Conferimento delle prime lauree conseguite presso il Polo universitario di Enna


Enna, 10/31/2000


*** Iniziativa promossa dal Polo universitario di Enna ***






Ad Enna avete dimostrato che si possono superare con una visione moderna i problemi vecchi e le apparentemente insuperabili arretratezze. Con oltre 1500 studenti, quattro corsi di laurea attivati, due centri di ricerca dedicati agli studi giuridici e all’ingegneria ambientale e sanitaria, un’adeguata struttura di accoglienza e di servizi questo polo universitario ha vinto una sfida difficile riuscendo a localizzare un centro di insegnamento fuori dai poli di riferimento tradizionali dell’alta formazione della regione.

Si tratta di una sfida che avete saputo cogliere positivamente in particolare sotto il profilo della scelta dei corsi di laurea avviati, offrendo alle ragazze ed ai ragazzi la possibilità di formarsi in alcuni dei settori strategici per la crescita e lo sviluppo economico dell’Isola.

E’ una risposta importante che, anche attraverso l’utilizzo delle nuove possibilità derivanti dall’ampliamento dell’offerta di istruzione universitaria, contribuisce ad un necessario processo di riequilibrio tra i percorsi formativi umanistici e quelli tecnico-scientifici.

Le lauree conferite oggi ad Antonella Pagaria e Cristina Biondo - alle quali faccio i miei migliori auguri - segnano un traguardo e un elemento di forza per proseguire nell’impegno comune messo in campo da tutti i soggetti operanti nel consorzio universitario.
Oggi in Italia disponiamo, oltre ad alcuni centri di formazione non universitaria di una rete molto ampia e capillare di Università.
Abbiamo 76 Università. Sono 145 le città nelle quali è attivato almeno un corso di laurea.
Questo “sbilanciamento” della formazione superiore verso l’Università non costituisce a mio avviso un elemento di debolezza, ma ha in sé grandi potenzialità che vanno sfruttate meglio.
E’ indiscutibile il ruolo dei centri di formazione diversi dalle università; ma sembra oggi tramontata l’idea che sia sufficiente un nucleo ristretto di luoghi di selezione per formare la classe dirigente di un Paese moderno e complesso.
....
■ **Consegna scritta 1**
Nei record, riscrivi le righe a partire da quella che contiene "of the distant" fino a quella che contiene "172 108 L 66", entrambe comprese. Scambia "welcome" con "appreciated" e lascia invariato tutto il resto.

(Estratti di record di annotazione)
....
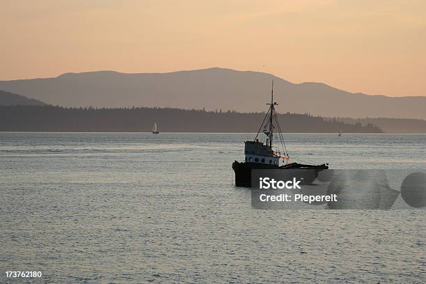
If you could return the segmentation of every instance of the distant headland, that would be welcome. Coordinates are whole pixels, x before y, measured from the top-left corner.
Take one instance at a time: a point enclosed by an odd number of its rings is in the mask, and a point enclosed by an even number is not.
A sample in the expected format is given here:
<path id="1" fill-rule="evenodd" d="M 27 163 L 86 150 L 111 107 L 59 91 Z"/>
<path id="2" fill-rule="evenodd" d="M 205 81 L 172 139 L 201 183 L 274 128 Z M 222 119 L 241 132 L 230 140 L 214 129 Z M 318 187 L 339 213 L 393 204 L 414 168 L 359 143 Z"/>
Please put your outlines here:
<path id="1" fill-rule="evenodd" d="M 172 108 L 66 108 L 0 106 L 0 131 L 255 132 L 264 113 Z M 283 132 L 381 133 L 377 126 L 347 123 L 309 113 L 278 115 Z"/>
....
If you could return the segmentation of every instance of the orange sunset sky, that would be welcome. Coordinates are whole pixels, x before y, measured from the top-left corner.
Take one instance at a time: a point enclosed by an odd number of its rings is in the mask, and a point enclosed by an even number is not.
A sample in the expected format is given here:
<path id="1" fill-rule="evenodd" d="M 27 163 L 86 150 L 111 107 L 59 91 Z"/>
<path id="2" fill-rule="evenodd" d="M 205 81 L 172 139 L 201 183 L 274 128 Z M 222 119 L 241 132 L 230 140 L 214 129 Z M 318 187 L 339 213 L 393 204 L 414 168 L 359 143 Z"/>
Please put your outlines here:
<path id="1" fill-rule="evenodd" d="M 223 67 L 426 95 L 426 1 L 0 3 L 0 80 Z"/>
....
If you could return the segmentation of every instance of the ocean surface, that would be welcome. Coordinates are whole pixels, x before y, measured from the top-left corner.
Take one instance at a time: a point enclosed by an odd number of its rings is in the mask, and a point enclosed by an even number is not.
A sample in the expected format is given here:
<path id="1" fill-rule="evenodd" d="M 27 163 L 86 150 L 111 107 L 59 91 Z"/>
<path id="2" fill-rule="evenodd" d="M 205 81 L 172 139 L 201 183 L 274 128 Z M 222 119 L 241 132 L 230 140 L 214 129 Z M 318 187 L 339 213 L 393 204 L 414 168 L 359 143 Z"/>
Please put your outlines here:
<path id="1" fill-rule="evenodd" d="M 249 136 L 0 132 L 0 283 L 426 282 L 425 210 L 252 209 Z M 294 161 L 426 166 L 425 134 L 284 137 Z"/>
....
■ **Consegna scritta 2**
Riprendi il testo sul polo universitario di Enna e proseguilo dal punto in cui si ferma.

■ **Risultato dell'esercizio 1**
If you could return the segmentation of every instance of the distant headland, that would be appreciated. Coordinates are whole pixels, x before y, measured from the top-left corner.
Take one instance at a time: a point enclosed by an odd number of its rings is in the mask, and a point enclosed by an even number is not.
A sample in the expected format is given here:
<path id="1" fill-rule="evenodd" d="M 27 163 L 86 150 L 111 107 L 59 91 Z"/>
<path id="2" fill-rule="evenodd" d="M 205 81 L 172 139 L 201 183 L 274 128 Z M 222 119 L 241 132 L 230 140 L 214 129 Z M 318 187 L 339 213 L 393 204 L 414 168 L 359 143 Z"/>
Please put your outlines here:
<path id="1" fill-rule="evenodd" d="M 172 108 L 66 108 L 0 106 L 0 131 L 255 132 L 264 113 Z M 283 132 L 381 133 L 377 126 L 347 123 L 309 113 L 278 115 Z"/>

■ **Risultato dell'esercizio 2**
L’università come istituzione capillarmente presente sul territorio nazionale, in un’Italia che si avvia a diventare federale, è in grado di rispondere al bisogno di formazione di una classe dirigente nazional-regionale. Intendo dire di una classe dirigente che ha una formazione nazionale pur collocando le proprie competenze al servizio di entità regionali e, viceversa, che pur collocando le proprie competenze al servizio dello Stato centrale ha un’adeguata sensibilità regionale.

Per questa ragione l’Università può costituire l’architrave della formazione della nostra futura classe dirigente, non attraverso “caste che si tramandano il potere al loro interno”, ma mediante “élites diffuse”, capaci di ricoprire con competenza e responsabilità i numerosi snodi di decisione nella vita del Paese e capaci a loro volta di formare le generazioni più giovani.

Per mettere pienamente a frutto queste potenzialità occorre realizzare alcune condizioni.
1) E’ necessario innanzitutto superare il concetto provinciale di “periferia” del sistema universitario; non esistono università centrali e università periferiche.
Ogni polo universitario è un “centro” che misura il proprio prestigio e compete con gli altri poli non sulla base del numero dei corsi o degli studenti iscritti, o sulla vicinanza geografica alle grandi città, ma sulla base della capacità di ottenere risultati di ricerca competitivi nel mondo scientifico internazionale, di adeguarsi ai più moderni metodi didattici, di costruire una rete di relazioni con gli istituti di ricerca nazionali e internazionali, di costruire classe dirigente.

2) Occorre inoltre garantire eguali opportunità a tutti i giovani, secondo criteri di equità che rendano effettivo il diritto delle ragazze e dei ragazzi capaci e meritevoli di raggiungere i gradi più alti negli studi, anche quando siano privi dei mezzi economici per farvi fronte.
Il lavoro che svolgete qui ad Enna è un modo concreto per sviluppare le potenzialità del modello di formazione diffusa cresciuto nel Paese e, insieme, costituisce, innanzitutto per la Sicilia, una risorsa per la crescita di nuove generazioni attrezzate sul piano della formazione tecnica e dotate di strumenti per poter essere parte di una moderna classe dirigente regionale e nazionale.
Credo che questo obiettivo debba oggi coniugarsi con un progetto forte per il rilancio di questa regione.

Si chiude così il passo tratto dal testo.